### [TASK BRIEF]
Transcribe the records underneath word for word, and leave no line out.

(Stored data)
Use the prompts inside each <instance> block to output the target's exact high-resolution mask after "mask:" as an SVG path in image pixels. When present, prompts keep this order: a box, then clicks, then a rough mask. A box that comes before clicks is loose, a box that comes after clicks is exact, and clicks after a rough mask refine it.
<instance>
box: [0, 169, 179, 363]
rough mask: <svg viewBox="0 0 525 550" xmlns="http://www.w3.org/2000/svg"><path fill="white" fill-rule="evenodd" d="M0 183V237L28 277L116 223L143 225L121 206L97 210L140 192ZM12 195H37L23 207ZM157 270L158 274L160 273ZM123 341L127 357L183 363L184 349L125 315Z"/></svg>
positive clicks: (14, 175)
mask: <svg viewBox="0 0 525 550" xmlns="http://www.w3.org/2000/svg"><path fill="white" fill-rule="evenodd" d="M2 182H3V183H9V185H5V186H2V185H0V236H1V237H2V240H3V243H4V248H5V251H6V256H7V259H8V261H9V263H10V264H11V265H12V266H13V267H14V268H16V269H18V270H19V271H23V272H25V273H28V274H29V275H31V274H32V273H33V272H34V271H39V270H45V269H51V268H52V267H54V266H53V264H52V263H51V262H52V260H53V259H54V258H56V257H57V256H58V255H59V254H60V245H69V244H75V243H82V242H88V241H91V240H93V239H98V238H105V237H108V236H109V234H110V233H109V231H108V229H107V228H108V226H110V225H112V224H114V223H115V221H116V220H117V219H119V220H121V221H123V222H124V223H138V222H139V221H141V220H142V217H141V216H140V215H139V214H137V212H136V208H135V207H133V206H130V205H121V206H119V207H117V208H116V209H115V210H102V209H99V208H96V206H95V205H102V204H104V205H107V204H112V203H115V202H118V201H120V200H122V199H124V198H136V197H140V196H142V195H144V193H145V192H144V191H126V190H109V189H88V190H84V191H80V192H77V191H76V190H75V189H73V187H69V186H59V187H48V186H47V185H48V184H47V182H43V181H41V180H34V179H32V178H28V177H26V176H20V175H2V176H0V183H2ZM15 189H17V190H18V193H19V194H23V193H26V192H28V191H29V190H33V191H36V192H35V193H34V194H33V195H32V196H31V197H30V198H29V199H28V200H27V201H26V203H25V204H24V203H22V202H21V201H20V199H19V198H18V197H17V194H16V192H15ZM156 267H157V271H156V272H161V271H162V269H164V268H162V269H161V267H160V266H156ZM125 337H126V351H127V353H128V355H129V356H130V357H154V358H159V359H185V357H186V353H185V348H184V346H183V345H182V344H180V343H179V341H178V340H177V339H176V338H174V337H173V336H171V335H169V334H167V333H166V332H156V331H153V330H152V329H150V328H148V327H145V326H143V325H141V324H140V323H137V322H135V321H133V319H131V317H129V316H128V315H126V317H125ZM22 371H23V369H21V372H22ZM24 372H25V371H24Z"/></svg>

### [EXERCISE ANSWER]
Use the prompts inside each <instance> block to output the target's exact high-resolution mask after "mask:" as an SVG path in image pixels. When present, prompts keep this order: a box, then clicks, then a rough mask. A box that comes before clicks is loose, a box that comes after clicks is exact, and clicks after a rough mask refine it.
<instance>
box: [0, 169, 179, 363]
rough mask: <svg viewBox="0 0 525 550" xmlns="http://www.w3.org/2000/svg"><path fill="white" fill-rule="evenodd" d="M0 183V237L28 277L116 223L143 225L121 206L97 210L140 192ZM12 195H37L23 207ZM157 270L158 274L160 273ZM123 341L127 357L183 363L184 349L125 315Z"/></svg>
positive clicks: (14, 175)
mask: <svg viewBox="0 0 525 550" xmlns="http://www.w3.org/2000/svg"><path fill="white" fill-rule="evenodd" d="M2 182H3V183H9V185H5V186H2V185H0V236H1V237H2V240H3V243H4V248H5V251H6V256H7V259H8V261H9V263H10V264H11V265H12V266H13V267H14V268H16V269H18V270H19V271H23V272H25V273H28V274H29V275H31V274H32V273H33V272H34V271H39V270H45V269H51V268H52V267H54V266H53V264H52V263H51V262H52V260H53V259H54V258H56V257H57V256H58V255H59V254H60V245H69V244H75V243H82V242H88V241H91V240H93V239H98V238H105V237H108V236H109V234H110V233H109V231H108V229H107V228H108V226H110V225H112V224H114V223H115V221H116V220H117V219H119V220H121V221H123V222H124V223H138V222H139V221H141V220H142V217H141V216H140V215H139V214H137V212H136V208H135V207H133V206H130V205H121V206H119V207H117V208H116V209H115V210H102V209H99V208H96V206H95V205H102V204H104V205H107V204H112V203H115V202H118V201H120V200H122V199H124V198H136V197H140V196H142V195H144V193H145V192H144V191H126V190H109V189H88V190H84V191H80V192H77V191H76V190H75V189H73V187H69V186H59V187H48V186H47V185H48V184H47V182H43V181H41V180H34V179H32V178H28V177H26V176H20V175H2V176H0V183H2ZM15 189H17V190H18V193H19V194H23V193H26V192H28V191H29V190H33V191H36V192H35V193H34V194H33V195H32V196H31V197H30V198H29V199H28V200H27V201H26V203H25V204H24V203H22V202H21V201H20V199H19V198H18V197H17V194H16V192H15ZM156 267H157V271H156V272H161V271H162V269H164V268H162V269H161V267H160V266H156ZM125 337H126V351H127V353H128V355H129V356H130V357H154V358H159V359H185V357H186V353H185V348H184V346H183V345H182V344H180V343H179V341H178V340H177V339H176V338H174V337H173V336H171V335H169V334H167V333H166V332H156V331H153V330H152V329H150V328H148V327H145V326H143V325H141V324H140V323H137V322H135V321H133V319H131V317H129V316H128V315H126V317H125ZM22 371H23V369H21V372H22ZM24 372H25V371H24Z"/></svg>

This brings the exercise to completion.